**Task list:**
A. In the mass spectrometer introduction, what span of years is given for the Bronze Age?
B. Please reproduce the passage of the mass spectrometer introduction between "1.1 Matter and" and "act of analysis.", inclusive.

**Page excerpt:**

Chapter 1
Introduction

1.1 Matter and The Mass Spectrometer

The world we live in is a highly customized environment tailored to maximize our comfort level. This comfort level (which pertains to our well-being, environment, security, transportation, information access, etc.) is acquired through our capacity to fabricate materials that do not exist in nature. This capacity is aided through our ability to understand what has been fabricated, how this interacts with its environment, and how this can be tailored to our needs. This understanding is provided through the act of analysis.

Our ability to customize our environment is something that can be said for almost every age the human race has progressed through. Indeed, some eras are associated with the material developed. Examples include the Bronze Age (∼3300 BCE to ∼1200 BCE) and the Iron Age (∼1200 BCE to ∼500 CE). Two more recent examples of this customization include the use of Carbon for creating plastics and Silicon for constructing computer chips in what is now referred to as the computer or information age.

**Data block:**
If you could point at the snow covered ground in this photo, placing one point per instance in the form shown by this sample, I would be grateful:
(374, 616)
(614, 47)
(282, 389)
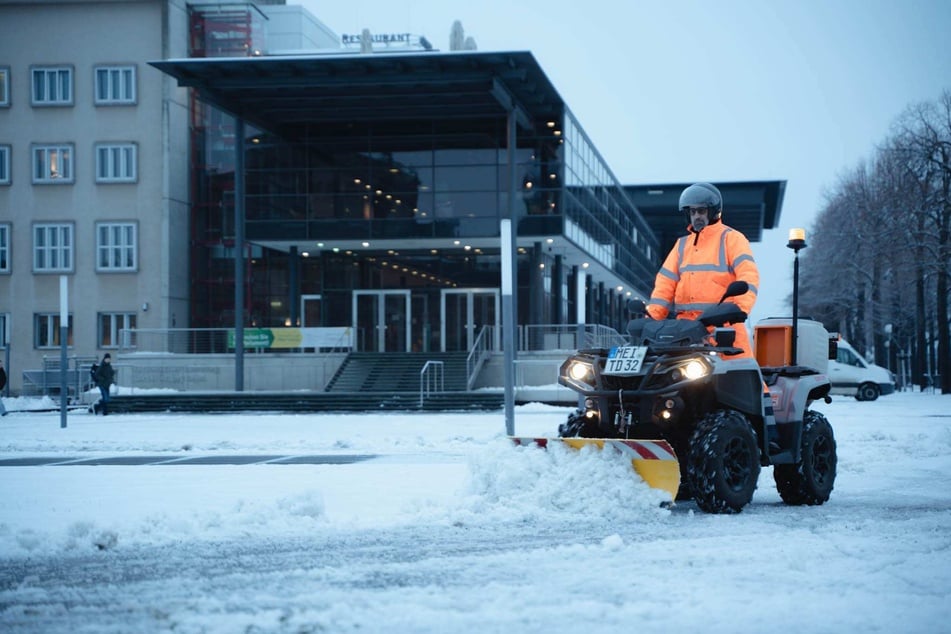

**Answers in order:**
A. ∼3300 BCE to ∼1200 BCE

B.
1.1 Matter and The Mass Spectrometer

The world we live in is a highly customized environment tailored to maximize our comfort level. This comfort level (which pertains to our well-being, environment, security, transportation, information access, etc.) is acquired through our capacity to fabricate materials that do not exist in nature. This capacity is aided through our ability to understand what has been fabricated, how this interacts with its environment, and how this can be tailored to our needs. This understanding is provided through the act of analysis.